═══ Excerpted text

Written by Chris Floyd 15 March 2011 9754 Hits

A comment appeared on the website the other day from someone who seemed driven to utter despair -- even to the consideration of suicide -- by the current state of our politics. This was disturbing enough, but I was also struck -- jarred -- by this remark: "Sharing Floyd's views and values is literally disabling."

I thought this warranted a more substantial reply than a quick riposte in a comment thread. So below is the original message from the reader, followed by my  response. (The post in question, by the way, was "Of Arms and the Man: War-Profiteers and Progressives Make Common Cause for Obama.")

From "Pinquot": Is there anything we can do? By which I mean, is there anything I can do?

I try to be noisy about this stuff. I incessantly remind my "progressive" friends what the leader most of them still embrace is doing -- and (if they're still listening) how this is merely the latest manifestation of the fact that our entire civilization is intractably toxic and unconscionable, past and present. I've lost friends. I've insulted my own family. The ones I keep have mostly learned to tune me out or shrug helplessly -- and indeed, what more can they do? I don't even have the heart to mouth off about this to my own mother (an Obama supporter) anymore -- God help me, I do so want her to be happy.

My best friend opined that what's so obnoxious about me is that everything I say is completely intellectually and philosophically valid -- it's just practically incompatible with any degree of social functionality. I do not disagree.

Of course, I realize doing nothing (assuming the "nothing" is going to involve continuing to live) necessarily amounts to complicity in abuse, oppression and exploitation on a thousand levels. I can't walk through the grocery store without seeing the systems of corruption and violence at work in my surroundings, and my own inescapable place within them; it is almost too ugly to bear. Sharing Floyd's views and values is literally disabling.

So, what? What then? Suicide? (The only legitimate question, as I think Descartes put it.) Heavy drinking? That's pretty much the only personal alternative I have come up with, but I hate the taste and threaten to graduate to heroin any day now (Mom rolls her eyes.) Are capitulation and self-destruction really the only options? What is there for us?

And here is my reply:

You have to remember that politics is a toxin. It will make you sick, taint your mind, poison your soul, blight your life if you let it. One has to deal with politics  as a form of waste management, just as you need to have some kind of sewage system in your home or community to prevent disease.

Politics -- the machinations of the stunted, damaged souls and third-rate minds who hanker for power -- is just a small part of life. It entirely lacks the tragic element; nothing tragic or depthful about politics and power, it's just brute force, greed, ignorance and spite. So there is no deep meaning to be found in it. No tragedy; no real joy either. Even the greatest moments, the epiphanies -- and they do happen in politics on rare occasions, one must admit -- will lead very quickly back into the sewage. And that's OK, that's the way it is; sewage, waste management -- it's part of life. But it's not where meaning, joy, tragedy, the salt and savor of existence can be found. So why let the evil done by third-rate goobers drive you to despair of life itself? By hook, crook, lies and murder they've already amassed all kinds of power; why give them power over your very soul?

══════
═══ Dataset section

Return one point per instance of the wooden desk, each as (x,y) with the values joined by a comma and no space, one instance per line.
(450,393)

══════

Exercise instructions
1. Reproduce the stretch of the essay on political despair from "So, what? What" through "there for us?".
2. Go on with the essay on political despair from its final sentence.

List of answers
1.
So, what? What then? Suicide? (The only legitimate question, as I think Descartes put it.) Heavy drinking? That's pretty much the only personal alternative I have come up with, but I hate the taste and threaten to graduate to heroin any day now (Mom rolls her eyes.) Are capitulation and self-destruction really the only options? What is there for us?

2.
It's sad to hear that you've been driven to the margins of your own life, mocked or marginalized by friends and family because of your political beliefs. I must confess I've never tried to press my beliefs on anyone close to me. I don't have political arguments with them, and I never try to convince anyone of anything. If someone asks me a political question, I'll answer honestly, and calmly, in an informational way, saying, Here's a little bit of what I think about that, and here's why I think it. If I'm with someone who seems vaguely simpatico, I might let a little more passion into it. But I've never felt the urge to bring politics into personal relationships. Of course, sometimes it can forced on you, I suppose; maybe your friends and family are in your face about it all the time. In that case, it would be harder to avoid conflict. But even when I find myself in that situation, most of the time I simply think: "Well, if you don't see it, you don't see it, and I'm not going to be able to make you see it; not in an argument, anyway."

Of course, the blog is a help in this regard. Maybe you should try writing one. It can serve as a release valve -- and you can make better, more coherent and informed arguments in a blog than in a personal argument. With the blog, I don't feel I have to push my views verbally on someone; I've already set it down, thought it through a bit, it's out there for anyone to see. I can always say to someone, "Well, I wrote something about this the other day. You can read it if you like."

One of the main reasons I write the blog now is to give myself this outlet, to have a place -- a pipeline -- where I can deal with the sewage and the toxins of politics, and get them out and away from the more meaningful aspects of my existence. And as I said, it helps me to work out what I actually do think about these issues. Having to put it down into coherent words, knowing that it must make sense to other people out there, is a tremendous impetus to clarifying thought, I find. It doesn't matter if only a few people read it; certainly only a few people read this blog, even on its very best days. What matters is that you've got it out, you've got it down, it's out there, you can point people to it if they want to see it, and you don't have to let it leech into the rest of your life and relationships.

I always keep coming back to the words of Italo Calvino, which I've used here many times. I found this passage years ago, quoted in an essay by Gore Vidal.I don't know if it's any help to you in your situation, but I believe there is genuine wisdom here, especially in a despairing time:

"The inferno…is what is already here, the inferno where we live every day, that we form by being together. There are two ways to escape suffering it. The first is easy for many: accept the inferno and become such a part of it that you can no longer see it. The second is risky and demands constant vigilance and apprehension: seek and learn to recognize who and what, in the midst of the inferno, are not inferno, then make them endure, give them space."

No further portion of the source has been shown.